Source text:
■ ■ ■ ■ ■ ■ ■

November 01, 2006

More on casinos and culture

PBS film to explore Cherokee vitality in the 21st century“There’s been criticism of Indians and casinos. I think when Congress passed the law to allow this they just never in their wildest dreams envisioned what has happened with Indian gaming,” Joyce Dugan, the only woman elected principal chief and now a casino executive, says in the film. “Whether anyone likes gambling, whether they despise it, whether they agree with it or not, because of it we’re finally seeing a sense of independence that we have not seen in over two hundred years.”

Casino profits have swelled the tribal budget to $150 million dollars and made the community more self-sustaining. But it’s also raised some very contentious issues. To answer this, Howe delves into the complicated arena of tribal politics, where issues of absentee voting, blood quantum, and what it really means to be a Cherokee are being hashed out.

3 comments:

writerfella said...

■ ■ ■ ■ ■ ■ ■

Record set:
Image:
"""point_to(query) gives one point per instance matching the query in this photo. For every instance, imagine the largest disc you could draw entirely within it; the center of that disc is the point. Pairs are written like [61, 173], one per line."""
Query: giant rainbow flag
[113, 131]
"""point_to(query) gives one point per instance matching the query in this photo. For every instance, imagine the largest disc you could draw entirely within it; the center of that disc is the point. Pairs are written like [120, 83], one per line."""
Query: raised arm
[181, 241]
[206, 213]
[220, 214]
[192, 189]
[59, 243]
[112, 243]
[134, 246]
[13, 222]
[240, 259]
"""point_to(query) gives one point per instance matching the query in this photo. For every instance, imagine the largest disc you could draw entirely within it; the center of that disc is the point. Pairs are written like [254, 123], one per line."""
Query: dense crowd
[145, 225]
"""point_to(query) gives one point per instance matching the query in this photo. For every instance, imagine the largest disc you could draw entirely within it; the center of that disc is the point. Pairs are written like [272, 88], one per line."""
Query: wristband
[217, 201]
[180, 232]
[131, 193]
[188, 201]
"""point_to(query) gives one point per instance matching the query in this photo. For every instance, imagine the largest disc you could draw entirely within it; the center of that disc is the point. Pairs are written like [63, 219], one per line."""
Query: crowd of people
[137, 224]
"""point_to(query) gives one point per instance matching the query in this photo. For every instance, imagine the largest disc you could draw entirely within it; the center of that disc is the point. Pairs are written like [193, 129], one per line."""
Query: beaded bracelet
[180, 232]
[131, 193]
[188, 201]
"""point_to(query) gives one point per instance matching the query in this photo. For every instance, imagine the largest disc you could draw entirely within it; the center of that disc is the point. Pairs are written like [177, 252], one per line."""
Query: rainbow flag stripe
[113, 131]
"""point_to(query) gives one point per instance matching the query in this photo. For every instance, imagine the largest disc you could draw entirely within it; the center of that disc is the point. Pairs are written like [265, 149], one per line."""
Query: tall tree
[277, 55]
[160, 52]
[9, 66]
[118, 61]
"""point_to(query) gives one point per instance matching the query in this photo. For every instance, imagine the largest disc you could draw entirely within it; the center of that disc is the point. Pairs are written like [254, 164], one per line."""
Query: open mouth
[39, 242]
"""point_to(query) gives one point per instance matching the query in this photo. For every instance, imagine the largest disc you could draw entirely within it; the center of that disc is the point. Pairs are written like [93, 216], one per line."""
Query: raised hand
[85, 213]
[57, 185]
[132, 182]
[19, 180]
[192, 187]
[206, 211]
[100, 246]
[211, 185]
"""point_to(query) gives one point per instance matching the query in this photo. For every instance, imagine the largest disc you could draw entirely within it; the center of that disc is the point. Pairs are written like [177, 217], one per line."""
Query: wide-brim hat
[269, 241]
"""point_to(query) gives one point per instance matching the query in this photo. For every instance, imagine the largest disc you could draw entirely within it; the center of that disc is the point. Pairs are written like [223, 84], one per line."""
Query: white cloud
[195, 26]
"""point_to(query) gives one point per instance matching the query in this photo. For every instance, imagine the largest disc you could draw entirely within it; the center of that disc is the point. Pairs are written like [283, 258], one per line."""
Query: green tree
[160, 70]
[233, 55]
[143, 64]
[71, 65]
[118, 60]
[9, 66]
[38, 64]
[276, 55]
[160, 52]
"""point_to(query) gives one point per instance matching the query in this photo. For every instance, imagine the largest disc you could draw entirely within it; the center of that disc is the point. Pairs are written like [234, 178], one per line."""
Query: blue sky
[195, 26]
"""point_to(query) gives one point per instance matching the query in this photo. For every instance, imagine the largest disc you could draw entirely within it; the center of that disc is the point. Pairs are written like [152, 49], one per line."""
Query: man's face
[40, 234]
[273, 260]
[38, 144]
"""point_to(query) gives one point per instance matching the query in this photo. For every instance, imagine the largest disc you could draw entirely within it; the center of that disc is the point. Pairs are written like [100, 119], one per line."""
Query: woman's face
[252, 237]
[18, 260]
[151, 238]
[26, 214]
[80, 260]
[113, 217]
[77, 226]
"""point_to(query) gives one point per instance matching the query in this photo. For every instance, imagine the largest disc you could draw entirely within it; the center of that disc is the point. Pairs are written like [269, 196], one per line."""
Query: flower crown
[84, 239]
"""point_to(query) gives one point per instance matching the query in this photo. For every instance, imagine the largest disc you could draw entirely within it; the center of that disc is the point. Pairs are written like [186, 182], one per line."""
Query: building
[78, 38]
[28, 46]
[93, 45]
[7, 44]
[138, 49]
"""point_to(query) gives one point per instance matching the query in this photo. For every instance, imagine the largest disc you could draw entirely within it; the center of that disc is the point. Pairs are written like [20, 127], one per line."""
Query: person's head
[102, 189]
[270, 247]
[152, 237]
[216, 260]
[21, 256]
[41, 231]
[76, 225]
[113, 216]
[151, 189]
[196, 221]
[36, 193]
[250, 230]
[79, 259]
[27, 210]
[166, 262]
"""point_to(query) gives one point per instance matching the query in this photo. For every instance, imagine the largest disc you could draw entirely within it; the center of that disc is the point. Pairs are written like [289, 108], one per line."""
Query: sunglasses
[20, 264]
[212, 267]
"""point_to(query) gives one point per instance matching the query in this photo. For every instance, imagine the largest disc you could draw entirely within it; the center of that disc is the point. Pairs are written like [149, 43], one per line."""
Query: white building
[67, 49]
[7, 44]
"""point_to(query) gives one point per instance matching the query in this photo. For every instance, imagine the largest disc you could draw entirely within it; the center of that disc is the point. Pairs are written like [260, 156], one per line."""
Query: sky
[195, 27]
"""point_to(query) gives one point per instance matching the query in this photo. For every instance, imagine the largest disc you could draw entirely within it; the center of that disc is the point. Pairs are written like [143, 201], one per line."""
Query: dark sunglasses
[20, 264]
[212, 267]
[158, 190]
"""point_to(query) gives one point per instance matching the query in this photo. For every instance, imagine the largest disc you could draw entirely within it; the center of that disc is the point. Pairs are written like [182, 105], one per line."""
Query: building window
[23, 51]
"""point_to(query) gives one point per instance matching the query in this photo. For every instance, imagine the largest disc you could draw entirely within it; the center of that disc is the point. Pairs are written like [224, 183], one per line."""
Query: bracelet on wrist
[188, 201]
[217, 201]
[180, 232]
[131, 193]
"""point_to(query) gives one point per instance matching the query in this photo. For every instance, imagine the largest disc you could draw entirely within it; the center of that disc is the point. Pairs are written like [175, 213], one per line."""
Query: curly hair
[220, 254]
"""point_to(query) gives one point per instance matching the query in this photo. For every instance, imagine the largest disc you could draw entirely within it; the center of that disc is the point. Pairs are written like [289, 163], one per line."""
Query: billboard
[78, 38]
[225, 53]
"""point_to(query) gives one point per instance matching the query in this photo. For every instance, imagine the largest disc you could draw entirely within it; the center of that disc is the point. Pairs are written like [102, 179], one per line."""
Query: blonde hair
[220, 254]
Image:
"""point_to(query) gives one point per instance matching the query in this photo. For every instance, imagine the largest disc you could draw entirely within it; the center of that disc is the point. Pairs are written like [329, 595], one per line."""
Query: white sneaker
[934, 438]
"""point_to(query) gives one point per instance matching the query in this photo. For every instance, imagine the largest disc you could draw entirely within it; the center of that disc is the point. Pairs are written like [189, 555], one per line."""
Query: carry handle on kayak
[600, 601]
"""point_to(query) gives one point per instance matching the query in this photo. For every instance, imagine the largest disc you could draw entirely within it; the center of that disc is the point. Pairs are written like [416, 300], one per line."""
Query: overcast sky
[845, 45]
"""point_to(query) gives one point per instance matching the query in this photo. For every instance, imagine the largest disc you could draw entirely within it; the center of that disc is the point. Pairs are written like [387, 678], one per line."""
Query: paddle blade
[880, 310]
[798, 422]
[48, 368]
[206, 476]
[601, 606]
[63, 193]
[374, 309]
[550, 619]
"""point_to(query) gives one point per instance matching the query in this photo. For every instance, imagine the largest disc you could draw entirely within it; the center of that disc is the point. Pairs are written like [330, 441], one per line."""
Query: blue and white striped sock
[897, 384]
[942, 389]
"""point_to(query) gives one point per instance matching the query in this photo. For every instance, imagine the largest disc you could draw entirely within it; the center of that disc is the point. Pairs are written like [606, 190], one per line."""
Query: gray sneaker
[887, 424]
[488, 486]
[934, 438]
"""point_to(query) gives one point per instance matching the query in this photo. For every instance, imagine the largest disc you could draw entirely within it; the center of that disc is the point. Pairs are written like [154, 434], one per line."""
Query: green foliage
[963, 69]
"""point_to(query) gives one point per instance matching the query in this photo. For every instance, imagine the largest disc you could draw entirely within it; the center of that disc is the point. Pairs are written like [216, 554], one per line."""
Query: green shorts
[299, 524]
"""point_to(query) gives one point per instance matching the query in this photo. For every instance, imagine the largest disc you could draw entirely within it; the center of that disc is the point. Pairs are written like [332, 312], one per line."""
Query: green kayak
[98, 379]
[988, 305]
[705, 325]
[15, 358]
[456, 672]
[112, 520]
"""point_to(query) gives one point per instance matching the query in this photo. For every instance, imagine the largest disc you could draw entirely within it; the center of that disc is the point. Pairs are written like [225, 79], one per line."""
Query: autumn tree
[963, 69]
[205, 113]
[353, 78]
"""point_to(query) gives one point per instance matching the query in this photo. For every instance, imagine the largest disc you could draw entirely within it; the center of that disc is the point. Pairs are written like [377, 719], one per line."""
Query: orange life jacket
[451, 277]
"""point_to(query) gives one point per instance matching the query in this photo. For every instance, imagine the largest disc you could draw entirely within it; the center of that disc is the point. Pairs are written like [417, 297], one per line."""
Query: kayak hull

■ ■ ■ ■ ■ ■ ■

Given instruction:
Extend the post on casinos and Cherokee culture, picking up right after its final line.

Response below:
Writerfella here --
Having just watched the Eastern Band of the Cherokee's documentary special on PBS, I admit to being puzzled that, in a 90 minute space, the casino issue was discussed for less than 90 seconds. As well, though the nominal viewpoint narrator was a Cherokee from Oklahoma, the film seemed to pretend that only the Cherokees of North Carolina were worth any coverage. Then I saw the name 'Hanay Geiogamah' in the credits and I knew why. The man is HENRY Geiogamah, who is Kiowa but may not know what 'Hanay' really means in Kiowa. Aside from writing a small number of plays in the 1960s and co-founding a Native American theater company, this man has insinuated his way into movie and television production as a 'technical adviser' no matter what tribe or historical era is involved. He is a paid consultant even on book projects and holds a Native Studies chait at either UCLA or USC, despite having a poorly distinguished and unprolific publishing history of his own. Once he even shot down a writerfella project because the company believed his spiel that "Navajos do not allow themselves to be photographed because they believe the camera captures part of their souls," even though that belief more properly resides in Central Africa and not the US of A. After that, HENRY Geiogamah avoids crossing paths with writerfella and rightly so. Native American Public Telecommunications commissioned the documentary and thus it lacked scope, depth, and coherence.
All Best
Russ Bates
'writerfella'

Rob said...

Hmm. Sounds like the reporter should've watched the special rather than taken someone's word for it. The article implied that the show would cover gaming's impact in some depth.

I don't know much about Geiogamah, other than a vague sense of his credits. But he's called himself Hanay ever since I first heard of him. If his birth name is Henry, he hasn't used it for at least a decade or two.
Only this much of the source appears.